**WHAT YOU WILL DO:**
#1 Print the stretch of the Tomcat thread from "You want to" through "computer is listening.".
#2 Mark each statement yes or no according to the Tomcat thread, quoting the exact words that decide it: (a) The person asking had started Tomcat before checking. (b) Running netstat with no parameters shows every connection on the computer. (c) The -a parameter displays the TCP and UDP ports on which the computer is listening.
#3 Continue the Tomcat thread from where it stops.

** start DOCUMENT EXTRACT **

Reputation: 45
How can I check whether or not Tomcat is running on Windows? When I enter http:\\localhost:8080
in a browser, it shows the welcome page. However, when I do netstat
on cmd
for port 8080, nothing shows. I haven't started Tomcat, so how was it automatically started? Is there any configuration which would cause Tomcat to auto starts on system restart?
Upvotes: 3
Views: 7646
Reputation: 5855
If you are using netstat
with no parameters then it shows only a subset of connections on the computer in question (e.g. ESTABLISHED
, TIME_WAIT
, CLOSE_WAIT
, etc.).
You want to use the -a
and -b
parameters, as the Wikipedia page states, these parameters have the following behaviour:
-a : Displays all active TCP connections and the TCP and UDP ports on which the computer is listening.

** end DOCUMENT EXTRACT **
** start SUPPLIED DATA **

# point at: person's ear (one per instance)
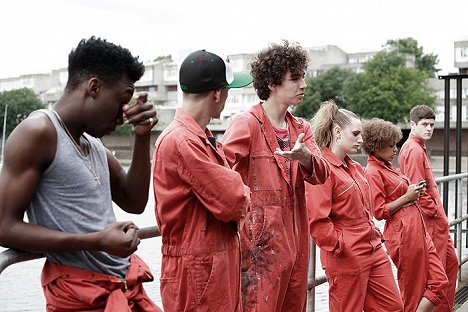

** end SUPPLIED DATA **

**RESULTS OF THE EXERCISE:**
#1
You want to use the -a
and -b
parameters, as the Wikipedia page states, these parameters have the following behaviour:
-a : Displays all active TCP connections and the TCP and UDP ports on which the computer is listening.

#2
(a) No: "I haven't started Tomcat"
(b) No: "it shows only a subset of connections on the computer in question"
(c) Yes: "-a : Displays all active TCP connections and the TCP and UDP ports on which the computer is listening."

#3
-b : Displays the executable involved in creating each connection or listening port. In some cases well-known executables host multiple independent components, and in these cases the sequence of components involved in creating the connection or listening port is displayed. In this case the executable name is in [] at the bottom, on top is the component it called, and so forth until TCP/IP was reached. Note that this option can be time-consuming and will fail unless you have sufficient permissions.
So if you use netstat -ab
you will see all connections, including (hopefully) the Tomcat process that is bound to port 8080.
There are a few ways in which Tomcat could be automatically starting. It could be set to start automatically as a service (check services.msc
), it could be in the Startup start menu group, there could be a toolbar utility that is starting it, or if you have an IDE like NetBeans running, the IDE itself could be launching it.
Upvotes: 1
Reputation: 5436
The following batch will do the search with netstat
:
@echo off
netstat -na | find "LISTENING" | find /C /I ":8080" > NUL
if %errorlevel%==0 goto :yes
echo is not running
goto :end
:yes
echo is running
:end
Another possibility is to do a similar batch to search the tomcat executable on the system tasks using tasklist
.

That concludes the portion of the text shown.